▸ Page text:
* * * *

The identity of the shooter is Omar Mateen, 29. Mateen was later shot by the SWAT team that entered the club in hopes of rescuing those held hostage within the club. The first hand accounts of people who were subjected to this awful scenario are filled with blood and terror.
Mateen was armed with an assault rifle, a handgun, and another "suspicious violent object." The death toll is staggeringly high, the highest in US history, and the aftermath of this mass shooting is, and will continue to, unfold. As of now the motives of the shooter are unknown, but no other group has claimed authority over his havoc wrecking actions.
This horrific act of violence is the mass shooting with the largest death count in American history. June is LGBT Pride month and the intentional massacring of innocent people for something as ingrained and personal as sexuality is deplorable. In President Obama’s Sunday address, in regards to the shooting, he stated that, “This was an act of terror and an act of hate.”
The abomination of this catastrophe exemplifies the necessity for constant vigilance against the complacency in each journey towards equality. There is no sense in the needless deaths of these innocent people. This is the nature of hate crimes.
And it can be dangerous to color news with opinion, but in this case I will make an exception, warranted or not.
It may seem from certain perspectives that the fight for LGBT equality is finishing its last legs. That outside assumption couldn’t be further from the truth. The overturning of DOMA in 2013 did not end discrimination against LGBT people, just as the Civil Right’s Act of 1965 did not end racism. Large scale acts of hate such as this one can further the illustration of the nasty truth that there are still gross prejudices in America. And that these prejudices can lead to sorrowful loss of life.

* * * *

▸ Data extract:
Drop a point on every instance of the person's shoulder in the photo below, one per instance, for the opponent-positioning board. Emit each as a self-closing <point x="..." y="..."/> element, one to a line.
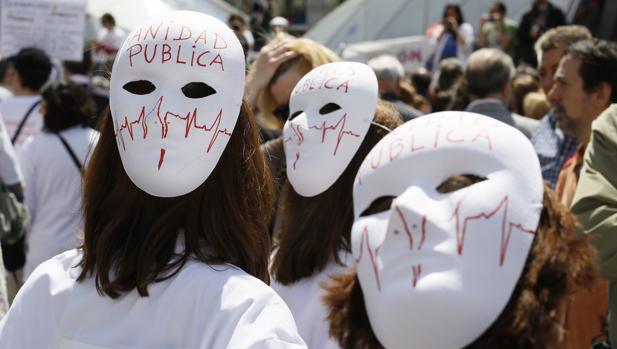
<point x="606" y="123"/>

* * * *

▸ Set tasks:
1. From the piece on the club shooting, copy the portion starting at "The abomination of" and ending at "loss of life." word for word.
2. Please write the next part of the piece on the club shooting, picking up after its final sentence rather than from the material.

▸ Task results:
1.
The abomination of this catastrophe exemplifies the necessity for constant vigilance against the complacency in each journey towards equality. There is no sense in the needless deaths of these innocent people. This is the nature of hate crimes.
And it can be dangerous to color news with opinion, but in this case I will make an exception, warranted or not.
It may seem from certain perspectives that the fight for LGBT equality is finishing its last legs. That outside assumption couldn’t be further from the truth. The overturning of DOMA in 2013 did not end discrimination against LGBT people, just as the Civil Right’s Act of 1965 did not end racism. Large scale acts of hate such as this one can further the illustration of the nasty truth that there are still gross prejudices in America. And that these prejudices can lead to sorrowful loss of life.

2.
In recent memory there have been a gross number of innocent lives lost to needless bloodshed. It can be easy to focus the blame upon a single individual and pass it off as a single occurrence, but when the murder rate for transgender people is deplorably high, when hate crimes are something that occur frequently across America and the world, when a person’s race, religion, or sexual orientation can validate harm against them; it is time to stop and look about at the way we classify people. There is such an emphasis on difference that it can be forgotten that the actions to protect and accept different groups of people must be made also by those outside of the groups being affected. It begs contemplation, that these tragic events are not isolated. Violence against people such as those harmed by the Orlando shooting is unwarranted and archaic.
The lives and relationships that these victims were forced to leave behind will not end with the pulling of that trigger, their lives will continue through their relatives, friends, memories, and legacies that carry more weight and power than any act of hatred can. It is essential that with this gruesome reminder of hatred and violence we strive to attain acceptance, equality, and safety for all people. Never forget that these lives lost have more value and importance than any act of spite ever can and that nothing can explain this violence.